**Try it**
Repeat the records exactly, so that each line matches the original.

__________________________________________________

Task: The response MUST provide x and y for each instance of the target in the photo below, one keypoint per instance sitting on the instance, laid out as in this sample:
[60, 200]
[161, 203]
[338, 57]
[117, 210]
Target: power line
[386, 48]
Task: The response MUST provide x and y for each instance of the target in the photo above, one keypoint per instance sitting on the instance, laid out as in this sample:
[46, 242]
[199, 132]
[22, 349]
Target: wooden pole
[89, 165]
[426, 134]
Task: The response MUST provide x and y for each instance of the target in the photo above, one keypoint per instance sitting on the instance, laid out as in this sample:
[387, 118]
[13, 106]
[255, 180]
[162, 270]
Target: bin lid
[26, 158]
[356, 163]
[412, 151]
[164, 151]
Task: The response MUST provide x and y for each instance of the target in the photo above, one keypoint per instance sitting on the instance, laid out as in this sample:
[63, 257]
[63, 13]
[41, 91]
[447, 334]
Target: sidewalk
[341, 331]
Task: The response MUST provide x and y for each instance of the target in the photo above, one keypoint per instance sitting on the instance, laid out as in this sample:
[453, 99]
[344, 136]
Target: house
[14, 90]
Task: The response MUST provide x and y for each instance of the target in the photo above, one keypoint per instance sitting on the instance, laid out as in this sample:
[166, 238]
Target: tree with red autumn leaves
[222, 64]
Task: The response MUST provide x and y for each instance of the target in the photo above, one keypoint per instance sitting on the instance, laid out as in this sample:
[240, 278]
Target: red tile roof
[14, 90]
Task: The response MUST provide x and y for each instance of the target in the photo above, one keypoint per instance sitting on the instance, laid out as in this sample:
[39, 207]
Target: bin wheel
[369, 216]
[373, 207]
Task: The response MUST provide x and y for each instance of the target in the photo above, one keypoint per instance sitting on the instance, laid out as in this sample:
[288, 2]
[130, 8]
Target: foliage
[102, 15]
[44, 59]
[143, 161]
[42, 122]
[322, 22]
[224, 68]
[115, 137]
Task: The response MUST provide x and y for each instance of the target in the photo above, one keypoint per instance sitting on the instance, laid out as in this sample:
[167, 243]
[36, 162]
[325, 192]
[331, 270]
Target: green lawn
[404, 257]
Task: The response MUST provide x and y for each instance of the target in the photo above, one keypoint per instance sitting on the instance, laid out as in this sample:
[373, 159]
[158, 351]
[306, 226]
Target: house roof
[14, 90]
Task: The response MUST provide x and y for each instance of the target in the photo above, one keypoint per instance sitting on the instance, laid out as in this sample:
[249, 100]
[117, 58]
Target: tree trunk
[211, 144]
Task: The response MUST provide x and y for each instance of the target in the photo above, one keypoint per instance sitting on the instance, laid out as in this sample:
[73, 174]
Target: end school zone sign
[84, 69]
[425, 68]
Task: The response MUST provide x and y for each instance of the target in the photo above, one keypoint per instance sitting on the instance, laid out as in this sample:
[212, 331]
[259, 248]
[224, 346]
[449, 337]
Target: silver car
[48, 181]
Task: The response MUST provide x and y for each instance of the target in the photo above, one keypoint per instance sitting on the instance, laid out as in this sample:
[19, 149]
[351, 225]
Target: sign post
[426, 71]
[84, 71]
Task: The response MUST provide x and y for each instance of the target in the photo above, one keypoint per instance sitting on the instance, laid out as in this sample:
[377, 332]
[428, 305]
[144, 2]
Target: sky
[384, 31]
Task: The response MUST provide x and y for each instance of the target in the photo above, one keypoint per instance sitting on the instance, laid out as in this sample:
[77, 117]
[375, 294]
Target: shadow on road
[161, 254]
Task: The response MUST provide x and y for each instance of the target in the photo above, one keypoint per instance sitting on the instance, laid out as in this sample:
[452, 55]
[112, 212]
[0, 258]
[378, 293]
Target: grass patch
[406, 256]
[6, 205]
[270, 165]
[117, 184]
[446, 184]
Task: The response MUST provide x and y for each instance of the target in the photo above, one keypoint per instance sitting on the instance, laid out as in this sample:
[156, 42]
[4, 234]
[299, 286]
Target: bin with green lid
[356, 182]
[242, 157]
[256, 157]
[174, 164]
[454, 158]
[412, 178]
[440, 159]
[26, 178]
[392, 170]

__________________________________________________

**Answer to this problem**
Task: The response MUST provide x and y for each instance of the target in the photo below, one keypoint per instance sitting on the instance, laid out as in this sample:
[60, 200]
[161, 203]
[338, 57]
[117, 210]
Target: power line
[386, 48]
Task: The response MUST provide x and y for each instance of the target in the photo above, one keypoint per instance sitting on the instance, laid out as in this sample:
[46, 242]
[199, 132]
[22, 349]
Target: wooden pole
[89, 165]
[426, 134]
Task: The response MUST provide x and y for each instance of the target in the photo above, one keypoint per instance sitting on the instance, laid out as in this sample:
[387, 118]
[13, 106]
[255, 180]
[162, 270]
Target: bin lid
[26, 158]
[356, 163]
[412, 151]
[164, 151]
Task: The response MUST provide x and y for each instance of the target in the photo above, one keypoint per instance sitting on the instance, laid out as in this sample:
[63, 257]
[63, 13]
[41, 91]
[447, 334]
Target: sidewalk
[341, 331]
Task: The response MUST provide x and y for each instance of the target in the photo above, one keypoint per instance sitting on the instance, laid out as in this sample:
[453, 99]
[344, 136]
Target: house
[14, 90]
Task: The response MUST provide x and y for each instance of the target in the photo above, one keypoint per instance sitting on the instance, laid out as in this sample:
[166, 238]
Target: tree with red autumn leaves
[222, 64]
Task: The response MUST provide x and y for each instance of the target in the photo above, one keypoint per instance sitting on the instance, laid out as in this sample:
[240, 278]
Target: red tile roof
[14, 90]
Task: The response MUST provide x and y for each instance of the target in the photo above, one keypoint per instance sitting on the instance, laid out as in this sample:
[39, 207]
Target: bin wheel
[369, 216]
[373, 207]
Task: The response MUST provide x and y for each instance of the target in the photo above, one keypoint per instance sitting on the instance, laid out as in this sample:
[288, 2]
[130, 8]
Target: foliage
[102, 15]
[44, 59]
[143, 161]
[42, 122]
[322, 22]
[224, 68]
[115, 137]
Task: The response MUST provide x and y for each instance of the target in the photo above, one keypoint per instance sitting on the instance, laid out as in this sample:
[167, 243]
[36, 162]
[325, 192]
[331, 270]
Target: green lawn
[404, 257]
Task: The response MUST provide x and y for each instance of the target in the photo above, one keypoint per instance sitting on the instance, laid out as in this sample:
[373, 159]
[158, 351]
[306, 226]
Target: house roof
[14, 90]
Task: The response MUST provide x and y for each instance of the target in the photo above, one keypoint per instance sitting on the instance, laid out as in this sample:
[249, 100]
[117, 58]
Target: tree trunk
[211, 144]
Task: The response MUST provide x and y for each instance of the target in the photo above, one keypoint per instance sitting on the instance, laid out as in this sample:
[73, 174]
Target: end school zone sign
[84, 69]
[425, 68]
Task: The response MUST provide x and y for each instance of the target in the photo above, one keypoint per instance sitting on the instance, laid out as in this sample:
[212, 331]
[259, 248]
[224, 346]
[449, 337]
Target: silver car
[48, 181]
Task: The response MUST provide x and y for each instance of the target in the photo above, one keypoint per instance sitting on the instance, laid out as in this sample:
[19, 149]
[351, 225]
Target: sign post
[426, 71]
[84, 71]
Task: The response MUST provide x and y for each instance of the target in the photo above, one keypoint per instance sitting on the instance, laid out as in this sample:
[377, 332]
[428, 305]
[144, 2]
Target: sky
[384, 31]
Task: The response MUST provide x and y for each instance of the target in the photo above, one keypoint per instance sitting on the instance, laid out as in this sample:
[77, 117]
[375, 294]
Target: shadow on road
[161, 254]
Task: The response MUST provide x and y for each instance of the target in the photo above, one keypoint per instance sitting on the instance, laid out as in this sample:
[452, 55]
[112, 212]
[0, 258]
[378, 293]
Target: grass patch
[406, 256]
[6, 205]
[270, 165]
[117, 184]
[446, 184]
Task: The response MUST provide x and y for each instance of the target in the photo above, one keypoint per instance sitting on the instance, laid out as in this sample:
[156, 42]
[4, 234]
[299, 286]
Target: bin with green lid
[356, 182]
[242, 157]
[256, 157]
[174, 164]
[454, 158]
[412, 178]
[440, 159]
[26, 178]
[392, 170]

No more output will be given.